Rewrite the lines of these items, changing "marker" to "dot" and keeping everything else the same. Leave the pictures out.

# RECORDS SUPPLIED

○ ○ ○ ○

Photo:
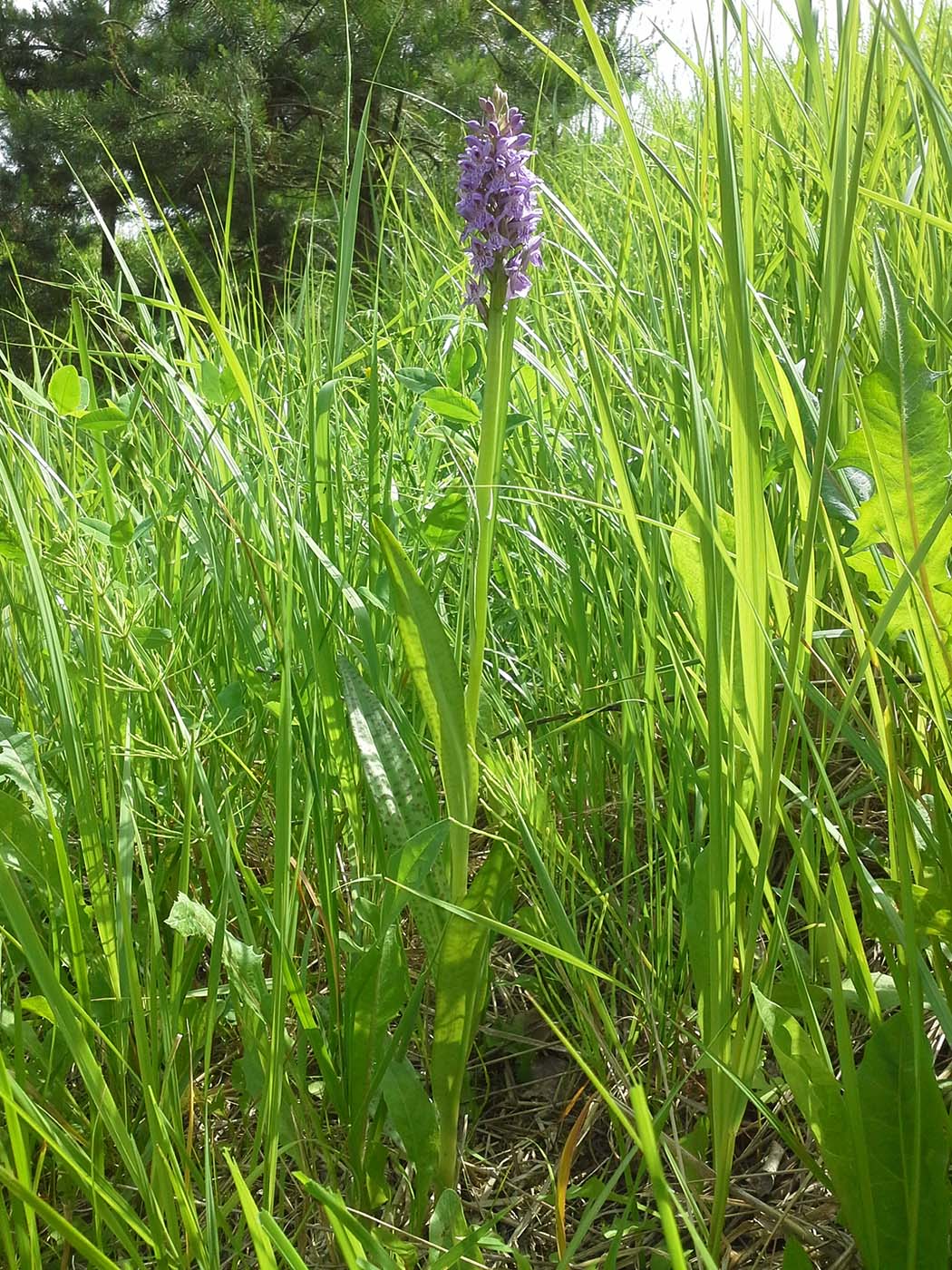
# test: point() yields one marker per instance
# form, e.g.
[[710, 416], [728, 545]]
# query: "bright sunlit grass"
[[688, 996]]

○ ○ ○ ○

# SOLUTION TO THIS PROBLEM
Photo:
# test: point() yields one dot per instance
# form, e.g.
[[710, 416], [728, 545]]
# query: "bright sunlit grass"
[[688, 996]]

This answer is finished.